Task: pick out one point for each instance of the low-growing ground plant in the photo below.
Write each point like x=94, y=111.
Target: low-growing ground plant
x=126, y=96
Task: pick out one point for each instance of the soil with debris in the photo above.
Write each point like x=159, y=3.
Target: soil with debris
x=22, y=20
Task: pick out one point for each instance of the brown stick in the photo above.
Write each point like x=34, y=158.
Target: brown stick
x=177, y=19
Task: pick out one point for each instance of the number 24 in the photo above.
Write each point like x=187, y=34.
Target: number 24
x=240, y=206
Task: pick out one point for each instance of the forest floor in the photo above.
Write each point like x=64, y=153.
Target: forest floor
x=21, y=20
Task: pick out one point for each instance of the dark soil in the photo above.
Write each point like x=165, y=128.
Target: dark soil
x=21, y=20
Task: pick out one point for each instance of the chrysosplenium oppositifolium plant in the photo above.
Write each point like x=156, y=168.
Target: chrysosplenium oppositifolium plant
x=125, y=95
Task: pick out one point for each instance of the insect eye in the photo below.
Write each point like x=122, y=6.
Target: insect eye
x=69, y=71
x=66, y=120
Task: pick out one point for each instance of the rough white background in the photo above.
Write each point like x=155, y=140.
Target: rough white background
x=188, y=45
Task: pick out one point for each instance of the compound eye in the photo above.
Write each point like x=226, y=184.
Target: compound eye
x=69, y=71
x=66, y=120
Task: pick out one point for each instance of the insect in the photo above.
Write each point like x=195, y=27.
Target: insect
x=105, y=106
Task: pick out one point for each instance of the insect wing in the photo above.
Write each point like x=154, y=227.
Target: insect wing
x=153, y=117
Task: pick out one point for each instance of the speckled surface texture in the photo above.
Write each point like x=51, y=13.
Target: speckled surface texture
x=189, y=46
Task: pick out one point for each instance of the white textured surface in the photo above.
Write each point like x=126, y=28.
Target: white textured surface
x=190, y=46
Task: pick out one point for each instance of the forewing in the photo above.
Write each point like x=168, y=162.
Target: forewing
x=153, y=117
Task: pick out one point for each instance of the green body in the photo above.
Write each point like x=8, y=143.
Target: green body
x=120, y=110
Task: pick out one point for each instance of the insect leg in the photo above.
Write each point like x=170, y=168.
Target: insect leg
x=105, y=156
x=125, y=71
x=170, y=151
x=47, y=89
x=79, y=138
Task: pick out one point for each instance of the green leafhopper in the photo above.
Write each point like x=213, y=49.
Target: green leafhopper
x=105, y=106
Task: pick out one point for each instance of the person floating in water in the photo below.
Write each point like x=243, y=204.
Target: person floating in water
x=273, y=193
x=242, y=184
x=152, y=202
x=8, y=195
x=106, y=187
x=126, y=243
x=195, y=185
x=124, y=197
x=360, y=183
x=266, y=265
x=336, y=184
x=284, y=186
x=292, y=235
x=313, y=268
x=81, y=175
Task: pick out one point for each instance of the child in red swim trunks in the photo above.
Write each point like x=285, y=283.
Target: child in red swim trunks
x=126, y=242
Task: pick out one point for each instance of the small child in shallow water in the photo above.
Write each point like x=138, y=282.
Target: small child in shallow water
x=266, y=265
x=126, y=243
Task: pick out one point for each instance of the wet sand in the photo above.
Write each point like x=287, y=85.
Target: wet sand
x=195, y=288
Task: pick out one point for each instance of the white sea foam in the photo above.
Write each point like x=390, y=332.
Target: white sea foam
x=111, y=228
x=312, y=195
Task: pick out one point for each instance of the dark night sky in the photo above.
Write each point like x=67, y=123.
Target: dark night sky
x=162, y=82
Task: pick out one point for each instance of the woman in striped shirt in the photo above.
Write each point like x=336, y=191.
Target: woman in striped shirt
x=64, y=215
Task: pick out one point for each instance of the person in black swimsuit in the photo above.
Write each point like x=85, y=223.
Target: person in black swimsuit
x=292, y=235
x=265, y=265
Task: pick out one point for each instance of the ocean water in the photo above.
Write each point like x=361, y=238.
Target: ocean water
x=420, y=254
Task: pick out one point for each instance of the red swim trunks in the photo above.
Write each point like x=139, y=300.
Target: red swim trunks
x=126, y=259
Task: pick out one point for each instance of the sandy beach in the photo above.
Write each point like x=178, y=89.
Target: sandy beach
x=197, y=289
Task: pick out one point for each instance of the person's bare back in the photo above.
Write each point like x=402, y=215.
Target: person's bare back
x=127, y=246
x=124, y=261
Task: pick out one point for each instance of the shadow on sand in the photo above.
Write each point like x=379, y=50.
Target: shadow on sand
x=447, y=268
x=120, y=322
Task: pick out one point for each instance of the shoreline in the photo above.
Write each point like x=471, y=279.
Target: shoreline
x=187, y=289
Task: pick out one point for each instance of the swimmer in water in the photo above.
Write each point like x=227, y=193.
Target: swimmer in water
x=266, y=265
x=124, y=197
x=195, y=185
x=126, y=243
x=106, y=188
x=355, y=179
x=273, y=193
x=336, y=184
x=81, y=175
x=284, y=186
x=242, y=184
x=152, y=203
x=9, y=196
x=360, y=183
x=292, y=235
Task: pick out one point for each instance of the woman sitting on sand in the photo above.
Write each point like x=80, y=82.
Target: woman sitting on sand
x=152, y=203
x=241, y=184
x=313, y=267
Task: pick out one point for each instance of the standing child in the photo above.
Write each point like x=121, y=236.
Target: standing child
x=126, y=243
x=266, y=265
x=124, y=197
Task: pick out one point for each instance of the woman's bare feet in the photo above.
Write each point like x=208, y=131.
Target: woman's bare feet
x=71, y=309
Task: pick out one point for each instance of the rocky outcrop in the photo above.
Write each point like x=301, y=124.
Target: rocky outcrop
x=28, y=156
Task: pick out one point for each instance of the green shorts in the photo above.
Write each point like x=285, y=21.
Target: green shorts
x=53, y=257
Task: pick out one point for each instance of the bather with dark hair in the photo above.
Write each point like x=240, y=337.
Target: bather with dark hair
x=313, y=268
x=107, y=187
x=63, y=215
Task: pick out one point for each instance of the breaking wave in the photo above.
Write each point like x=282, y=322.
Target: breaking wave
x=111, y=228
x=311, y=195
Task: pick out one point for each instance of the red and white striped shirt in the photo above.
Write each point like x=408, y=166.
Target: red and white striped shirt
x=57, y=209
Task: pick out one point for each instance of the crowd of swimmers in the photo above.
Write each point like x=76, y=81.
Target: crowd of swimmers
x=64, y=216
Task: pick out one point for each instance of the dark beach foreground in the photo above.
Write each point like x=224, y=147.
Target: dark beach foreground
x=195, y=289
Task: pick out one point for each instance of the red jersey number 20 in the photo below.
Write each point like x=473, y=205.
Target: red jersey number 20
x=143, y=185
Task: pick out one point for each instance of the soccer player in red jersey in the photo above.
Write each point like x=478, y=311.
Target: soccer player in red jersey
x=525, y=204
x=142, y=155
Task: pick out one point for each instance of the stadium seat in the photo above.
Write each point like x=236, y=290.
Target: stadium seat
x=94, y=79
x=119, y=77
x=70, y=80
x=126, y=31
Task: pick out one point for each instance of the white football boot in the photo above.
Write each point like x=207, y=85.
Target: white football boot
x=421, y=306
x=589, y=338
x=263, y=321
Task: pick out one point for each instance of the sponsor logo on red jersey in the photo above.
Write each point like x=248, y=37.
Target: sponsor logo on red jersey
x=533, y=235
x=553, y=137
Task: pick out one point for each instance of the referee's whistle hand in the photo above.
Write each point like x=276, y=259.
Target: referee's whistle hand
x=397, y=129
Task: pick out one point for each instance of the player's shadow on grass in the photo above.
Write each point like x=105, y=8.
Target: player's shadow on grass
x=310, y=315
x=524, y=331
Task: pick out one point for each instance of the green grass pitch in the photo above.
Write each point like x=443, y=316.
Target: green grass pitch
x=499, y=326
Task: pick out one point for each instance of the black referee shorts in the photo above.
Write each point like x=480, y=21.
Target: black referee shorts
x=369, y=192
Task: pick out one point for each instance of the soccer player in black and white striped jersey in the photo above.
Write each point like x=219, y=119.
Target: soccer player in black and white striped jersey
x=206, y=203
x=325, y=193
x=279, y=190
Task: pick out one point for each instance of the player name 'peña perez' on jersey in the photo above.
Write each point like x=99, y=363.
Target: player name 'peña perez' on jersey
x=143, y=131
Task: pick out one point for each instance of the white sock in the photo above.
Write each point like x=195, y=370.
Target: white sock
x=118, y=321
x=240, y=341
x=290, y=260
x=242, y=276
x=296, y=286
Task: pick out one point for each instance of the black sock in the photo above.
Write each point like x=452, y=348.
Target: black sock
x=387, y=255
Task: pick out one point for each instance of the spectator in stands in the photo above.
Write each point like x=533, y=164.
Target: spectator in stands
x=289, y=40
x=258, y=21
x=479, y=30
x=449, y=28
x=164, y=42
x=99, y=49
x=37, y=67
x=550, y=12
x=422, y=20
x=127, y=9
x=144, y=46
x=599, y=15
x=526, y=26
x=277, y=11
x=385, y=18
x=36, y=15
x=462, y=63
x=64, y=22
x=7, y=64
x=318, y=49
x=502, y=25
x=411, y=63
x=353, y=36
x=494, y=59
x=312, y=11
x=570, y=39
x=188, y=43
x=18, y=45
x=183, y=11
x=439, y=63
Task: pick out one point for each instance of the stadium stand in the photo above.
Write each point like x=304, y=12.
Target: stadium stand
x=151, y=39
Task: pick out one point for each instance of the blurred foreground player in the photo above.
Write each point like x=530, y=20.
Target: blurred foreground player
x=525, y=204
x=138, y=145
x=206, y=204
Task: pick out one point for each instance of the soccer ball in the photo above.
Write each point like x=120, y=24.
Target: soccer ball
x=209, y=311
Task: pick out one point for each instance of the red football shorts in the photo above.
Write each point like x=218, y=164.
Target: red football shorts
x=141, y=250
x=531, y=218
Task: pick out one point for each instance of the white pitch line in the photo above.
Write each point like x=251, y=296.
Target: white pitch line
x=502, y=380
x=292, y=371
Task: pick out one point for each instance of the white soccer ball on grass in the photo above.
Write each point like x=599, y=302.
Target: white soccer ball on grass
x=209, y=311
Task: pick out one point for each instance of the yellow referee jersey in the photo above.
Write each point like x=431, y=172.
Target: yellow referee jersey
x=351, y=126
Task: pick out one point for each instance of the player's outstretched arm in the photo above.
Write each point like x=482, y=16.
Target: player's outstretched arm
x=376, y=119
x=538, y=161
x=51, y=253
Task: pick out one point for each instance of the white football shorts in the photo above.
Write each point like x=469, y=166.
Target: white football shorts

» **Assigned task**
Your output must be the lines of the material above, from the first through the line that contains "Write each point like x=34, y=158.", copied exactly. Include both endpoints and nothing else.

» **Exercise result**
Task: pick out one point for each instance of the low-growing ground plant in the photo below.
Write each point like x=94, y=111.
Target: low-growing ground plant
x=126, y=96
Task: pick out one point for each instance of the soil with debris in the photo above.
Write each point like x=159, y=3.
Target: soil with debris
x=22, y=20
Task: pick out one point for each instance of the brown stick in the photo above.
Write each point like x=34, y=158.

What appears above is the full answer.